Text passage -
"""
Comment by ClintEhrlich

5 days ago

Hi NWU,

We don't have any other materials yet, but let's see if this lands for you. I can run you through a couple simpler versions of the system, why they don't work, and how that informs our ultimate design.

The most basic part of the system is "two layers". Layer 1 is the "ground truth" of the conversation - the whole text the user sees. Layer 2 is what the model sees, i.e., the active context window.

In a perfect world, those would be the same thing. But, as you know, context lengths aren't long enough for that, so we can't fit everything from Layer 1 into Layer 2.

So instead we keep a "pointer" to the appropriate part of Layer 1 in Layer 2. That pointer takes the form of a summary. But it's not a summary designed to contain all information. It's more like a "label" that makes sure the model knows where to look.

The naive version of the system would allow the main model to expand Layer 2 summaries by importing all of the underlying data from Layer 1. But this doesn't work well, because then you just end up re-filling the Layer 2 context window.
"""
Dataset extract -
"""
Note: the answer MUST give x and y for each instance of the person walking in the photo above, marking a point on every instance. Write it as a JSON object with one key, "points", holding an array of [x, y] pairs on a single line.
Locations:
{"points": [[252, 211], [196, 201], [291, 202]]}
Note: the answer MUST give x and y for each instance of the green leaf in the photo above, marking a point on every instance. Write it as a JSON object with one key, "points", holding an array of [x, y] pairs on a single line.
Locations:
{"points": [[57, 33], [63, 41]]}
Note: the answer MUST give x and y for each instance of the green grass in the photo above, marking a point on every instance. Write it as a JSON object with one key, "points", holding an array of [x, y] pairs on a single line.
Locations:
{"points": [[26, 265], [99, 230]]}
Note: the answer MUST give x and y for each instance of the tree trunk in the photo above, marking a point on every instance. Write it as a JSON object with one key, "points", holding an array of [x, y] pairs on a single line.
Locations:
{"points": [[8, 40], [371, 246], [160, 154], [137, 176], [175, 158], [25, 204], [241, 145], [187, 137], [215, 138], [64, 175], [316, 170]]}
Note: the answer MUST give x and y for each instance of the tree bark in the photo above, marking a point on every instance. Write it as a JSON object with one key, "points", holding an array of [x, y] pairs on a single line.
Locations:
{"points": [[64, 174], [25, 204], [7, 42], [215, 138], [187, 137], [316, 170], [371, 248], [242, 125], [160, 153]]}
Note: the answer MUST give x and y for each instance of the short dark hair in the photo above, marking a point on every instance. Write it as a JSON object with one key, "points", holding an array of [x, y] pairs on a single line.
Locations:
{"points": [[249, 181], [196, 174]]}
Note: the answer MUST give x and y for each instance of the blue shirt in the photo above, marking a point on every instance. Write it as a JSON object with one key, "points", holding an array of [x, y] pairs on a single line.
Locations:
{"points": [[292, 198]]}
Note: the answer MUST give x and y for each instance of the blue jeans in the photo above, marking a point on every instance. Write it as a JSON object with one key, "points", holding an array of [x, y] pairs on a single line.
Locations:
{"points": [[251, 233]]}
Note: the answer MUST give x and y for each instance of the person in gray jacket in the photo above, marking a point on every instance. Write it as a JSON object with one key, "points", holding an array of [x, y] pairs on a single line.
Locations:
"""
Set of tasks -
- a) Check each statement against the forum comment on the two-layer context system and answer yes or no, quoting the words that decide it. (i) Layer 2 is the whole text the user sees. (ii) The summary kept in Layer 2 is designed to contain all the information. (iii) In the naive version, the main model can expand Layer 2 summaries by importing all the underlying data from Layer 1.
- b) Proceed with the forum comment on the two-layer context system, picking up right after its final sentence.

Answers provided -
- a)
(i) No: "Layer 1 is the "ground truth" of the conversation - the whole text the user sees. Layer 2 is what the model sees, i.e., the active context window."
(ii) No: "But it's not a summary designed to contain all information."
(iii) Yes: "The naive version of the system would allow the main model to expand Layer 2 summaries by importing all of the underlying data from Layer 1."

- b)
So instead you let the main model clone itself, the clone expands the summary in its context (and can do this for multiple summaries, transforming each into the original uncompressed text), and then the clone returns whatever information the main thread requires.

Where this system would not fully match the capabilities of RLMs is that, by writing a script that calls itself e.g. thousands of times, an RLM has the ability to make many more recursive tool calls than can fit in a context window. So we fix that using operator-level recursion, i.e., we give the LLM a tool, map, that executes arbitrary recursion, without the LLM having to write a custom script to accomplish that.

Hope this helps!

- Clint

1 comment

ClintEhrlich

nowittyusername 5 days ago

Thanks for the reply. That does help.